* [SELECTED PASSAGE]:
Today to Queanbeyan early for a workshop. This was to be held at the Letchworth Neighbourhood Centre. The Canberra taxi driver got lost. This is pretty normal. Queanbeyan has its own taxi service, so Canberra cabbies do not get a lot of traffic there except from Canberra airport.
Not a big group at the workshop, although attendees came from various parts of southern NSW. I do like running country training courses. They tend to be friendlier and a lot more fun. Because people have to travel they always start a little late, in this case people were held up by roadworks at Bungendore, but we still finished an hour early.
Any trainer will tell you that there is an enormous amount of satisfaction when people get what you are trying to put across.
This was one my second Queanbeyan workshop. Like any trainer, I distribute evaluation forms to try to gauge participant reaction. While the the previous forms were positive, you cannot really know results until later.
In this case, some of those were already putting into action the skills I was trying to install at the firts workshop. I felt a real sense of satisfaction.
In modern philosophy and jargon, we trainers are meant to call ourselves facilitators in the sense that we faciliate learning. I actually think that this is very silly.
In these workshops, I have to get across certain skills that I know and the participants don't. I am not facilitating. I am driving, controlling, performing, anything that will assist learning. If they cannot do what I want them to do at the end, then I have failed. This is a far more pro-active approach than that implied by the fairly wishy-washy facilitation concept.
Once I had bid them all goodbye and tidied up the room, I called a taxi for the airport. Now here I had an unexpected pleasure. My taxi driver was an older Polish bloke who had lived in Queanbeyan for many years.
By way of background here, I lived in Queanbeyan for fifteen years and was very active in community activities. But that was a long time ago. Now here I had some one who could bring me up to date on all the people I had known.
So we chatted and chatted.

* [DATASET RECORDS]:
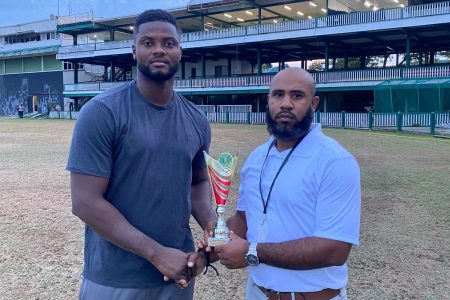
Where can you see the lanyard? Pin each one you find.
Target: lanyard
(265, 203)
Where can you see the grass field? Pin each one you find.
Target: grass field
(405, 230)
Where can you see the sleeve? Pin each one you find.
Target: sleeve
(339, 201)
(199, 160)
(91, 151)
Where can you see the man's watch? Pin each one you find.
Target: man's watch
(252, 256)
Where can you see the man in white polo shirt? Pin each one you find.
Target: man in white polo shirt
(298, 210)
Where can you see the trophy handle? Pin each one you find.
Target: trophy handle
(221, 230)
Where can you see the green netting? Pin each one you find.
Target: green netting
(51, 63)
(13, 65)
(413, 95)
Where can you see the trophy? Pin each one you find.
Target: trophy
(220, 173)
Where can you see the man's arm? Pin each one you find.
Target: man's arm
(238, 224)
(201, 199)
(304, 254)
(89, 205)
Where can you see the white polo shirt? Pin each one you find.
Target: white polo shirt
(317, 193)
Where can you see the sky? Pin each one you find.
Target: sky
(14, 12)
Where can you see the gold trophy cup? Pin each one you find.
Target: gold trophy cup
(220, 173)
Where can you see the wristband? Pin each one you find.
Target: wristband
(208, 261)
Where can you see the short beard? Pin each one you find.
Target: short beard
(294, 132)
(159, 77)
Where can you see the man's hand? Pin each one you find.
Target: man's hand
(195, 265)
(209, 232)
(171, 263)
(232, 254)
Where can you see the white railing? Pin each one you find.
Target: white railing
(207, 108)
(333, 119)
(384, 120)
(264, 80)
(234, 108)
(443, 71)
(295, 25)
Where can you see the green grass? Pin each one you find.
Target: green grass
(405, 235)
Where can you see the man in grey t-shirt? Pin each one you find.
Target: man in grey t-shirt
(137, 174)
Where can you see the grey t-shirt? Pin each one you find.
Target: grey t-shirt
(148, 153)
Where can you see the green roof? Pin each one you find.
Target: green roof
(28, 52)
(407, 83)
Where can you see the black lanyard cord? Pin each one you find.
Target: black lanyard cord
(265, 203)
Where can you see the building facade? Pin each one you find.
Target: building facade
(387, 55)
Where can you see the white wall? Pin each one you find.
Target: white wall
(237, 67)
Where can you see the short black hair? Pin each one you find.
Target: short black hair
(152, 15)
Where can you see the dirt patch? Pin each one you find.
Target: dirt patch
(405, 238)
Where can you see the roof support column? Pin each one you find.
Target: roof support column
(113, 72)
(258, 59)
(183, 70)
(259, 15)
(346, 61)
(75, 72)
(362, 62)
(203, 65)
(408, 50)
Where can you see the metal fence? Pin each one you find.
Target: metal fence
(396, 121)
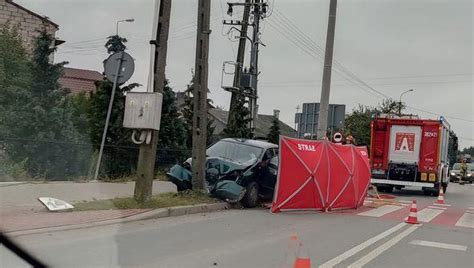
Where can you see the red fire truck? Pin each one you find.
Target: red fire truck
(409, 152)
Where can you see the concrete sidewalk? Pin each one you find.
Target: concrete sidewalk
(20, 209)
(26, 194)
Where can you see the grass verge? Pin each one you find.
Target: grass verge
(158, 201)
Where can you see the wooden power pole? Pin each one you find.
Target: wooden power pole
(326, 85)
(147, 155)
(240, 60)
(200, 94)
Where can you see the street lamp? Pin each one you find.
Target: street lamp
(127, 20)
(400, 102)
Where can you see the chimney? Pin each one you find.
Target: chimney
(276, 113)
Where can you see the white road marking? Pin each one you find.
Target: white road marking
(442, 205)
(351, 252)
(467, 220)
(427, 214)
(380, 211)
(379, 250)
(435, 207)
(438, 245)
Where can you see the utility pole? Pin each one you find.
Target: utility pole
(249, 87)
(254, 63)
(200, 94)
(326, 85)
(147, 155)
(240, 60)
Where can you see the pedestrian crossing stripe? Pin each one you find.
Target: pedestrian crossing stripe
(436, 214)
(466, 220)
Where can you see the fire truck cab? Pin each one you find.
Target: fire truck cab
(409, 152)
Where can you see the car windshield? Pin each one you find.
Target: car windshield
(238, 152)
(457, 166)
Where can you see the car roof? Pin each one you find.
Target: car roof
(255, 143)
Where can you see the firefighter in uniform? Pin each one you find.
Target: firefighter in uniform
(463, 171)
(350, 140)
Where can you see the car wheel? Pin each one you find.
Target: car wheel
(250, 199)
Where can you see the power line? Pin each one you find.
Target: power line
(343, 69)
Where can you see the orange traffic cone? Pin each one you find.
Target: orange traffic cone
(412, 217)
(440, 196)
(295, 247)
(302, 263)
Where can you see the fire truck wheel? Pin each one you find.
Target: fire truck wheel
(385, 188)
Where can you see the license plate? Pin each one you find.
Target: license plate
(378, 172)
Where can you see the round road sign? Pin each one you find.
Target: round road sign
(337, 137)
(120, 60)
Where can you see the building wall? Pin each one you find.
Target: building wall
(28, 24)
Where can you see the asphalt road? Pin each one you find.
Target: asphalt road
(257, 238)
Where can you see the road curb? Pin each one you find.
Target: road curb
(9, 184)
(153, 214)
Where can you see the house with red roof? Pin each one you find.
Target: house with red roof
(80, 80)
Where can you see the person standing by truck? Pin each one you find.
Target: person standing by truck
(463, 171)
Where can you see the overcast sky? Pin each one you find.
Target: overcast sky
(391, 45)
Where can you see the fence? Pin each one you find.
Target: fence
(56, 160)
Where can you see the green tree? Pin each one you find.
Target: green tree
(173, 129)
(41, 121)
(15, 76)
(274, 134)
(357, 124)
(187, 112)
(238, 124)
(80, 106)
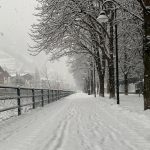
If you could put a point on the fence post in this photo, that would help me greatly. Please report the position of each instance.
(33, 98)
(57, 95)
(18, 102)
(48, 97)
(42, 97)
(52, 95)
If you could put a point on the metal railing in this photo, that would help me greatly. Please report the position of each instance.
(21, 97)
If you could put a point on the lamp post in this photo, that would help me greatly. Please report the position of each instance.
(103, 18)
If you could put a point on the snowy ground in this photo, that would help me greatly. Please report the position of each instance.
(80, 122)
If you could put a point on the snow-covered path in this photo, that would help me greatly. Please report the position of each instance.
(79, 122)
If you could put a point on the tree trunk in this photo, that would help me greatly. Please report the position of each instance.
(126, 84)
(101, 78)
(111, 60)
(146, 57)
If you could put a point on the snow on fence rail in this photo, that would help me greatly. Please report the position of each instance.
(18, 100)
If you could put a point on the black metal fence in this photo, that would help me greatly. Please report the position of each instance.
(19, 99)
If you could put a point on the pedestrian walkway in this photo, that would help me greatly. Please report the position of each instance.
(77, 122)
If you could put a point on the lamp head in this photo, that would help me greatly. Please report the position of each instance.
(102, 18)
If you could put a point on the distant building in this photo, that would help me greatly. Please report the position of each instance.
(25, 80)
(4, 76)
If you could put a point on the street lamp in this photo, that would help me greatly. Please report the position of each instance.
(103, 18)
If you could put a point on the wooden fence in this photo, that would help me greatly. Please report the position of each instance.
(34, 98)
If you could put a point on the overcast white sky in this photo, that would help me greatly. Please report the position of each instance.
(16, 18)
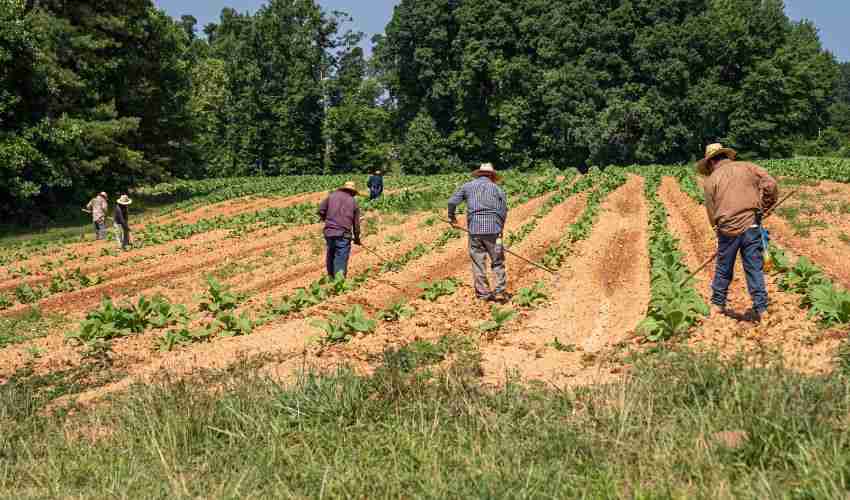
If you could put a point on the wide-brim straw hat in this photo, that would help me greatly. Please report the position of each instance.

* [EXERCISE 1]: Revise the account of the Queanbeyan workshop, starting at the words "In these workshops, I" and stopping after "I had known.", with "Polish" changed to "Italian".
* [EXERCISE 2]: Continue the account of the Queanbeyan workshop and the taxi ride from the point where it stops.

* [EXPECTED ANSWER 1]:
In these workshops, I have to get across certain skills that I know and the participants don't. I am not facilitating. I am driving, controlling, performing, anything that will assist learning. If they cannot do what I want them to do at the end, then I have failed. This is a far more pro-active approach than that implied by the fairly wishy-washy facilitation concept.
Once I had bid them all goodbye and tidied up the room, I called a taxi for the airport. Now here I had an unexpected pleasure. My taxi driver was an older Italian bloke who had lived in Queanbeyan for many years.
By way of background here, I lived in Queanbeyan for fifteen years and was very active in community activities. But that was a long time ago. Now here I had some one who could bring me up to date on all the people I had known.

* [EXPECTED ANSWER 2]:
We talked about the local police before the new police station and the huge increase in police numbers with their new professional approaches.
The past was not all good, we also spoke about the illegal casinos protected by the police, but there is actually something to be said for police who saw their role in broader terms than the current black-letter law approach.
I am reminded here of the country policeman who used to say to drunks up or down. Up meant home. Down meant the police station, a night in the cells, then a morning session chopping the policeman's wood. No one was ever booked!
We spoke about the various people who had made up Queanbeyan, one of Australia's first truly multinational communities. Poles, Ukranians, Serbs, Macedonians, Croats, Italians, Germans, Greeks.
This was a community of huge home gardens that provided a wide range of produce, some of which went into the production of illegal liquors. Political campaigning in Queanbeyan could be a liver threatening exercise!
Our arrival at the airport was far too soon from my viewpoint. I asked him for the fare. He blanked out the meter and said let's say $25. It should have been at least $10 more. We parted in great amity.
I was early anyway, but flights were in chaos. This had started with ice on the planes in the morning - I was late getting into Canberra - and then continued. So I got a beer and started reading Jasper Fforde's First Among Sequels. I had bought this earlier in the day because I thought youngest (Clare) would like it.
Then, blow me down, David Neyle appeared on his way to Adelaide.
In the past when I flew a lot I was sure to find someone I knew at any airport. This is no longer true. It's partly because I fly less, partly because the world has got bigger.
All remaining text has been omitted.